## INSTRUCTION
Retype the following data word for word, reproducing every line without alteration.

## SUPPLIED MATERIAL
====

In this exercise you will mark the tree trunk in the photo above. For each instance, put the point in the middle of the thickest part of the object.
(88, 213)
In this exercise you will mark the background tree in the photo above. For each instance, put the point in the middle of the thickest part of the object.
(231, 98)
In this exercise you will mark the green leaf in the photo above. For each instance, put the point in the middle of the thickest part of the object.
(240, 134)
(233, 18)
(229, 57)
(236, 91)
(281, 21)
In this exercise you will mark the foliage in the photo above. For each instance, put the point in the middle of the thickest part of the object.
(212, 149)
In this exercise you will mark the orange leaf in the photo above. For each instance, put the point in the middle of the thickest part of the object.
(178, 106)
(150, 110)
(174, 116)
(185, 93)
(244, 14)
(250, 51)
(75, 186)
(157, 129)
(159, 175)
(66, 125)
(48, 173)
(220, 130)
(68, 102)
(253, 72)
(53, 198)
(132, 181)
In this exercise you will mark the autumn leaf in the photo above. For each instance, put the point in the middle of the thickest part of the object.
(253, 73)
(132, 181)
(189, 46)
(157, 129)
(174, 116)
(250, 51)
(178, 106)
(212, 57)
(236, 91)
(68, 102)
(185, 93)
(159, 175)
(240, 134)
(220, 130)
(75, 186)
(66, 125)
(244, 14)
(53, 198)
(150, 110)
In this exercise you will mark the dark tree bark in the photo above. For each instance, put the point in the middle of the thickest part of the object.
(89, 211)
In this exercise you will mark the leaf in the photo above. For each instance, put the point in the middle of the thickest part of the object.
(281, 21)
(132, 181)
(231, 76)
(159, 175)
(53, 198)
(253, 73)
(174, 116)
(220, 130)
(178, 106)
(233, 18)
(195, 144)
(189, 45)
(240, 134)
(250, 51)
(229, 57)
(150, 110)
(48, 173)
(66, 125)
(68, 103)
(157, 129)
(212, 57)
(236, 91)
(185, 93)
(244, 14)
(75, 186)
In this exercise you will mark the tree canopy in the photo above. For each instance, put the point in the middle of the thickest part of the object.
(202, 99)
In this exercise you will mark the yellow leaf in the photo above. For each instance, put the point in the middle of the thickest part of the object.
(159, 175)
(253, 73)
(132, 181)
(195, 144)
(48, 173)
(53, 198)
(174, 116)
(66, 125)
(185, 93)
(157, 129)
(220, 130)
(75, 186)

====

## EXERCISE ANSWER
In this exercise you will mark the tree trunk in the photo above. For each instance, put the point in the middle of the thickest part of the object.
(88, 213)
In this exercise you will mark the background tree in the photo above. For each instance, put the point in the middle of the thickest part of the object.
(231, 98)
In this exercise you will mark the green leaf in the photo above. For each instance, put the point in the middle of the thickest part of the object.
(240, 134)
(233, 18)
(229, 57)
(236, 91)
(281, 21)
In this exercise you will mark the foliage in the photo above. For each instance, put the point in the middle of the thickest part of the object.
(212, 149)
In this exercise you will mark the orange leaf in the photo above. For each instance, put the point in the middle of the thickest part of the object.
(178, 106)
(150, 110)
(174, 116)
(185, 93)
(244, 14)
(250, 51)
(75, 186)
(157, 129)
(159, 175)
(66, 125)
(48, 173)
(220, 130)
(68, 102)
(253, 72)
(53, 198)
(132, 181)
In this exercise you will mark the autumn leaf in the photo above. For each instance, put the point in the middle of the thickest part of the object.
(253, 73)
(132, 181)
(189, 46)
(157, 129)
(174, 116)
(250, 51)
(178, 106)
(212, 57)
(236, 91)
(68, 102)
(185, 93)
(159, 175)
(240, 134)
(220, 130)
(75, 186)
(66, 125)
(244, 14)
(53, 198)
(150, 110)
In this exercise you will mark the dark tree bark in the photo above. For each instance, put the point in the middle of the thickest part of the object.
(89, 211)
In this exercise you will mark the leaf in the photo above. For each instance, put the point in the middle of the thickest part of the object.
(281, 21)
(132, 181)
(231, 76)
(159, 175)
(53, 198)
(253, 73)
(174, 116)
(220, 130)
(178, 106)
(233, 18)
(195, 144)
(189, 45)
(240, 134)
(250, 51)
(229, 57)
(150, 110)
(48, 173)
(66, 125)
(68, 103)
(157, 129)
(212, 57)
(236, 91)
(185, 93)
(244, 14)
(75, 186)
In this exercise you will mark the tree canopy in the photo above. For each instance, put the point in the middle of the thickest part of the object.
(202, 99)
In this exercise you will mark the yellow leaf in the photo above. For each instance, put the point in the middle of the thickest part of the object.
(159, 175)
(253, 73)
(132, 181)
(195, 144)
(48, 173)
(53, 198)
(174, 116)
(66, 125)
(185, 93)
(157, 129)
(220, 130)
(75, 186)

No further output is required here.